* **Work to complete**: Rewrite the section of the entries that starts at the line containing "Set-play tagging: locate each instance of the falling" and continues to the end of the entries, keeping every line in place. Offset each number in the point coordinates by -147.

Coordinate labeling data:
★ ★ ★ ★ ★ ★ ★

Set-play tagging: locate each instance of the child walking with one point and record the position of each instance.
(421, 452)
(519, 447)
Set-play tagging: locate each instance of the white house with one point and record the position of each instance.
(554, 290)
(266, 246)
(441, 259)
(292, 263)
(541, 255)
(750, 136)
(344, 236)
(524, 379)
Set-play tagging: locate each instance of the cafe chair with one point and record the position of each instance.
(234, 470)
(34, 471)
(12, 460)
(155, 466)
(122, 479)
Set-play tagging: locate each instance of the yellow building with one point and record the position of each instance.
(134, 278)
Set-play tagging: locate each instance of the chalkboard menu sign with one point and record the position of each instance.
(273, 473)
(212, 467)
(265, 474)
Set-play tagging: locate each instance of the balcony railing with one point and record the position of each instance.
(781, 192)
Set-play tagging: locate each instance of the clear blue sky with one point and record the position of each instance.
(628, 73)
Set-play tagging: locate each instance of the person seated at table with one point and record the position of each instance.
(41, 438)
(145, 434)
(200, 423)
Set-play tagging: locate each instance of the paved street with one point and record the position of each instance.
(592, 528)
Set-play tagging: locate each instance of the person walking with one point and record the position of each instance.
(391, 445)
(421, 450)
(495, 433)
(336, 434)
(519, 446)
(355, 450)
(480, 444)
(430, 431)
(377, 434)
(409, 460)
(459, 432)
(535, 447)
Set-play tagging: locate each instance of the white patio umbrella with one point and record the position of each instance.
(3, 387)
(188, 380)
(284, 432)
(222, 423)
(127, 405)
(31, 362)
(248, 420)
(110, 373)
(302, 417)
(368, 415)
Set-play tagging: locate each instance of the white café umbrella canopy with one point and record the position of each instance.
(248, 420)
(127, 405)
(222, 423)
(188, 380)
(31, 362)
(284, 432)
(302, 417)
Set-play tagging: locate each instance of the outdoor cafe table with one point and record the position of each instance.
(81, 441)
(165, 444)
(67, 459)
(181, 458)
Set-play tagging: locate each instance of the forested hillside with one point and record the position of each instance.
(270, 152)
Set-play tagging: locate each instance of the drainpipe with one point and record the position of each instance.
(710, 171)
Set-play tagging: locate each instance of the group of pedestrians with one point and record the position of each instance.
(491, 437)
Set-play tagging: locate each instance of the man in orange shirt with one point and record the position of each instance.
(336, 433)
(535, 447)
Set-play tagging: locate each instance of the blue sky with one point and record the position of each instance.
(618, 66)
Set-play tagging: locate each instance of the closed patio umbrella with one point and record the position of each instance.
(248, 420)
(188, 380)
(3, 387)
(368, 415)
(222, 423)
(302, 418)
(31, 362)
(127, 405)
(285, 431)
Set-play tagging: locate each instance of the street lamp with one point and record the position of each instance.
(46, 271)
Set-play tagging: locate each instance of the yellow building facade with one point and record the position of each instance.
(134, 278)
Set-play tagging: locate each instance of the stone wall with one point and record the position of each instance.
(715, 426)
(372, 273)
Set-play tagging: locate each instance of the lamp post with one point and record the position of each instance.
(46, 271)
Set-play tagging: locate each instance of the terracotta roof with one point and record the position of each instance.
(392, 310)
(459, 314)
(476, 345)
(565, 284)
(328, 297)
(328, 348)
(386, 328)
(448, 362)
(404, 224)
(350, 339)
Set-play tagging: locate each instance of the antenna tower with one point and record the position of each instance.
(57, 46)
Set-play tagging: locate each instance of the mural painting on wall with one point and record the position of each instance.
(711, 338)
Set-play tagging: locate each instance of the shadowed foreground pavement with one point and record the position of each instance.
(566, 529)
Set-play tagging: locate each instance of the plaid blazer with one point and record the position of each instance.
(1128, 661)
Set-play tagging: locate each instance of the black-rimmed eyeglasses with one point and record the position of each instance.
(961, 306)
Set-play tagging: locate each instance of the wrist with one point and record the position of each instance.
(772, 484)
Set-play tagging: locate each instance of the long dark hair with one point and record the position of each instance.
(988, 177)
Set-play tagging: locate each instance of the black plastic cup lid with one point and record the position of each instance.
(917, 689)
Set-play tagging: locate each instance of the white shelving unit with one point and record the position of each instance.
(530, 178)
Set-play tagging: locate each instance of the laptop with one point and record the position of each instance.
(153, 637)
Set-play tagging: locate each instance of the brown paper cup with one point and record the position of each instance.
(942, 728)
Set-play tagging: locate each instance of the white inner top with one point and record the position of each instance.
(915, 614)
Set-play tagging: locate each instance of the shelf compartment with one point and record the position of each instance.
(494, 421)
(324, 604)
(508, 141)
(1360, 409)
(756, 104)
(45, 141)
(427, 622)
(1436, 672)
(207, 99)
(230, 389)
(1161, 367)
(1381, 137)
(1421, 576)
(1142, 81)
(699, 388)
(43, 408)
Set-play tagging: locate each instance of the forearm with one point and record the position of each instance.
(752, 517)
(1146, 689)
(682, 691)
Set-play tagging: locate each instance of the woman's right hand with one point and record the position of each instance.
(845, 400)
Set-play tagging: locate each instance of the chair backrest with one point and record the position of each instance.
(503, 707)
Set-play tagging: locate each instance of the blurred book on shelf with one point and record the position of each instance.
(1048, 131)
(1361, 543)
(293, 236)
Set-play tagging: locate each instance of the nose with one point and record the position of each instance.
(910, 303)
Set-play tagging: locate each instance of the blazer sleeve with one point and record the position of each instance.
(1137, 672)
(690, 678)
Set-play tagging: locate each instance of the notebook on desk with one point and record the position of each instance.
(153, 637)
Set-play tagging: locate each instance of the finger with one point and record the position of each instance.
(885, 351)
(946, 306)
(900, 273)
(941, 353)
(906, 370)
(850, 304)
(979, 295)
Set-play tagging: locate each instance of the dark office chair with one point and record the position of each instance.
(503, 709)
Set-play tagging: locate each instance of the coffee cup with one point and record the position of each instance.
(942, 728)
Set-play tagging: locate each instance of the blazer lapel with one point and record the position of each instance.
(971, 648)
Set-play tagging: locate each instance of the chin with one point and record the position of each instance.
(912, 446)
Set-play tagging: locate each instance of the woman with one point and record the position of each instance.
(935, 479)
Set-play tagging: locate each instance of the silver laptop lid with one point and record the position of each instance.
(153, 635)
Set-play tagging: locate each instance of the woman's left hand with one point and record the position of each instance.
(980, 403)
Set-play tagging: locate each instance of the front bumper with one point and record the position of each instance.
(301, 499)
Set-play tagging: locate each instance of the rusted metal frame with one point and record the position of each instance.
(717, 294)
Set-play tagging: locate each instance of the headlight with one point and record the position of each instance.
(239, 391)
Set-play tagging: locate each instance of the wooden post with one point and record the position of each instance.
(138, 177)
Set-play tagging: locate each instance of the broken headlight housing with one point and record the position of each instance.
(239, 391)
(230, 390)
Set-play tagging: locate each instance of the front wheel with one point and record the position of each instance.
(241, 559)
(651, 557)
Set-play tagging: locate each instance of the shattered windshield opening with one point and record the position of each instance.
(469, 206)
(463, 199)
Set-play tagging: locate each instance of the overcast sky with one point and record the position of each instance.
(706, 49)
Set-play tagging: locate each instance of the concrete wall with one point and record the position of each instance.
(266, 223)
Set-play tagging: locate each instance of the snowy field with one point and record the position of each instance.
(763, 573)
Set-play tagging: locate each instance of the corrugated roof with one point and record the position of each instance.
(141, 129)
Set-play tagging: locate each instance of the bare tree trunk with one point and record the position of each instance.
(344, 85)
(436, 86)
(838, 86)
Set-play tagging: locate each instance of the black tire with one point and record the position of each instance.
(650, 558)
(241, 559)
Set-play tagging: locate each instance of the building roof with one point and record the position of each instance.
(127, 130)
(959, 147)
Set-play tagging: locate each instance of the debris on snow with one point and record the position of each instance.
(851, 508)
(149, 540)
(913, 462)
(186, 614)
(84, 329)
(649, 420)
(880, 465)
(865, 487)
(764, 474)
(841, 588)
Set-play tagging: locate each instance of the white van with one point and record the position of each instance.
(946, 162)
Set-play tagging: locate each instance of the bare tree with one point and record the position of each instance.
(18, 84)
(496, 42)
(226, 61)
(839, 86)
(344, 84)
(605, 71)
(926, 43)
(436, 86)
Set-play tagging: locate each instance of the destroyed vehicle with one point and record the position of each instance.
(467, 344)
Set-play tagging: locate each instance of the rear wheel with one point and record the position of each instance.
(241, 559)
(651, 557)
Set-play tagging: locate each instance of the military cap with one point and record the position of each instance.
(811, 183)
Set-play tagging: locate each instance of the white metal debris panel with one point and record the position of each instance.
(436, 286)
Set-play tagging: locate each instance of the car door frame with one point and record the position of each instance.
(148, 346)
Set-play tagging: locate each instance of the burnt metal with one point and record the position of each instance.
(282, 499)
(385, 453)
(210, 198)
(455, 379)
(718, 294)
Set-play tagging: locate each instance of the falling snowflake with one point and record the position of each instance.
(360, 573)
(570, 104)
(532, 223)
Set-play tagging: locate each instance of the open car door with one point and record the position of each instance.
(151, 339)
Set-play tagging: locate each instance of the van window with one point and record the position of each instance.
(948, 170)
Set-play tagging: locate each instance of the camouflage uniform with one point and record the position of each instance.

★ ★ ★ ★ ★ ★ ★

* **Worked answer**:
Set-play tagging: locate each instance of the falling snowflake with one point and record the position of each instance.
(213, 426)
(423, -43)
(385, 76)
Set-play tagging: locate each instance of the open car door with one point and record the position of each instance.
(4, 192)
Set-play tagging: locate each instance of the van window with one point and record the position of each instance.
(801, 23)
Set-play tagging: locate each instance of the camouflage uniform with one point and record the position of each instance.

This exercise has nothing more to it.